◆ **SOURCE MATERIAL**:
----

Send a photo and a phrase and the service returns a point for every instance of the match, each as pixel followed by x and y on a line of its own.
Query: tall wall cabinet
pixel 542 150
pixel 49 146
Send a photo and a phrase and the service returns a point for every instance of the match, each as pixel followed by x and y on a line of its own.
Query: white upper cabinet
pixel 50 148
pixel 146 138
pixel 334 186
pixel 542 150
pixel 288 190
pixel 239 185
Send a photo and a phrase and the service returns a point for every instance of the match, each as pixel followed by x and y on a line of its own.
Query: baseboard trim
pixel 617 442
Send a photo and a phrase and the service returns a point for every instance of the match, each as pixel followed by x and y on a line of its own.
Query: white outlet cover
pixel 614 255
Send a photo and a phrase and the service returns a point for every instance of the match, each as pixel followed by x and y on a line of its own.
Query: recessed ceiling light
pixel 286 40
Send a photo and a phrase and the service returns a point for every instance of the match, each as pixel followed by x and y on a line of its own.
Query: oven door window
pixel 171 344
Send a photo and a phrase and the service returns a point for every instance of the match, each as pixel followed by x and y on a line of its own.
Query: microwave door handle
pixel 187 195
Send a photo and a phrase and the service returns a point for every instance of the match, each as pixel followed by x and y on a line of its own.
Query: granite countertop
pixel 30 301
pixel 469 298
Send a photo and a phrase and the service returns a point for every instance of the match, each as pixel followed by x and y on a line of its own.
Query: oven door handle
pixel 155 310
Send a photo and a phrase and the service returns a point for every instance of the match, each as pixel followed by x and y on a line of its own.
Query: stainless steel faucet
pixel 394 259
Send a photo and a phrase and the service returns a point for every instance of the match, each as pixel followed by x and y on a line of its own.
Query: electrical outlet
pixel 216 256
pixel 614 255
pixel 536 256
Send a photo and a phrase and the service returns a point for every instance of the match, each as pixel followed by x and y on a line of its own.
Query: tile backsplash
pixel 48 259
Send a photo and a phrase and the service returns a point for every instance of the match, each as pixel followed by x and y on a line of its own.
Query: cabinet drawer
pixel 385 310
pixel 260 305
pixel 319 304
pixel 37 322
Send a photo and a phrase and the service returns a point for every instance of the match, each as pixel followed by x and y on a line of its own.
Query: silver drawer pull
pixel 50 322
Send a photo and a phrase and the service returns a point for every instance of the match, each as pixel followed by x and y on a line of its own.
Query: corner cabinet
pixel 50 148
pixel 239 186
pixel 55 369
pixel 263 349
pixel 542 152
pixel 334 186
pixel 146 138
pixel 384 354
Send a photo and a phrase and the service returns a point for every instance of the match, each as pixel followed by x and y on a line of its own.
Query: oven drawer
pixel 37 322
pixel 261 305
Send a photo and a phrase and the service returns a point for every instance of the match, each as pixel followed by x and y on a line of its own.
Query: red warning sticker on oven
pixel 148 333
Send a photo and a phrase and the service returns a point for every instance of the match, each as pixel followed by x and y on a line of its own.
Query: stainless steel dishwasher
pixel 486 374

----

◆ **WHAT THE TASK ASKS**: Reproduce every line of the material above verbatim, in the original order and with no characters altered.

◆ **TASK RESULT**:
Send a photo and a phrase and the service returns a point for every instance of the match, each as pixel followed by x and y on a line of its own.
Query: tall wall cabinet
pixel 542 150
pixel 49 146
Send a photo and a phrase and the service returns a point for every instance of the match, each as pixel followed by x and y on a line of its own.
Query: white upper cabinet
pixel 50 148
pixel 146 138
pixel 334 186
pixel 542 150
pixel 288 190
pixel 239 185
Send a photo and a phrase and the service returns a point for every instance of the match, each as pixel followed by x and y on a line of its own.
Query: baseboard trim
pixel 617 442
Send a photo and a phrase and the service returns a point for every instance of the match, each as pixel followed by x and y on a line of its own.
Query: white outlet cover
pixel 614 255
Send a photo and a phrase and the service returns a point for every instance of the match, each as pixel followed by x and y on a line of its own.
Query: recessed ceiling light
pixel 286 40
Send a photo and a phrase and the service returns a point for every instance of the match, each as pixel followed by x and y on a line of its own.
Query: oven door window
pixel 171 344
Send a photo and a phrase and the service returns a point for every instance of the match, each as pixel followed by x and y on a line of its own.
Query: microwave door handle
pixel 187 195
Send a photo and a phrase and the service returns a point for every instance of the match, each as pixel followed by x and y on a line of its own.
Query: granite countertop
pixel 30 301
pixel 469 298
Send a photo and a phrase and the service returns a point for every instance of the match, each as pixel followed by x and y on a line of its own.
Query: oven door handle
pixel 155 310
Send a photo and a phrase and the service returns a point for every instance of the match, each as pixel followed by x and y on a line of its own.
Query: stainless steel faucet
pixel 394 259
Send a photo and a phrase and the service returns a point for every instance of the match, each as pixel followed by x and y on a line of its own.
Query: electrical outlet
pixel 216 256
pixel 614 255
pixel 536 256
Send a photo and a phrase and the service returns a point for every instance of the match, each as pixel followed by x and y on a line of its own.
Query: tile backsplash
pixel 48 259
Send a photo and a phrase and the service returns a point for every instance of the match, each as pixel followed by x and y on a line of its own.
Query: cabinet drawer
pixel 385 310
pixel 260 305
pixel 319 304
pixel 37 322
Send a photo and a phrase and the service returns a point for every instance of the match, each as pixel followed by x and y on a line of its own.
Query: silver drawer pull
pixel 50 322
Send a photo and a phrase and the service returns a point for every instance of the match, each as pixel followed by x and y on a line of its own.
Query: corner cabinet
pixel 50 148
pixel 239 186
pixel 55 369
pixel 263 349
pixel 542 152
pixel 334 186
pixel 146 138
pixel 384 354
Send a photo and a phrase and the service returns a point for every instance of the match, each as pixel followed by x and y on a line of its own.
Query: oven drawer
pixel 37 322
pixel 261 305
Send a photo and a phrase and the service returns a point for every instance of the match, each as pixel followed by x and y on a line of its own.
Query: red warning sticker on oven
pixel 148 333
Send a photo and a phrase and the service returns a point for every instance of the match, each as pixel followed by x and y on a line of its own.
Query: stainless steel dishwasher
pixel 486 374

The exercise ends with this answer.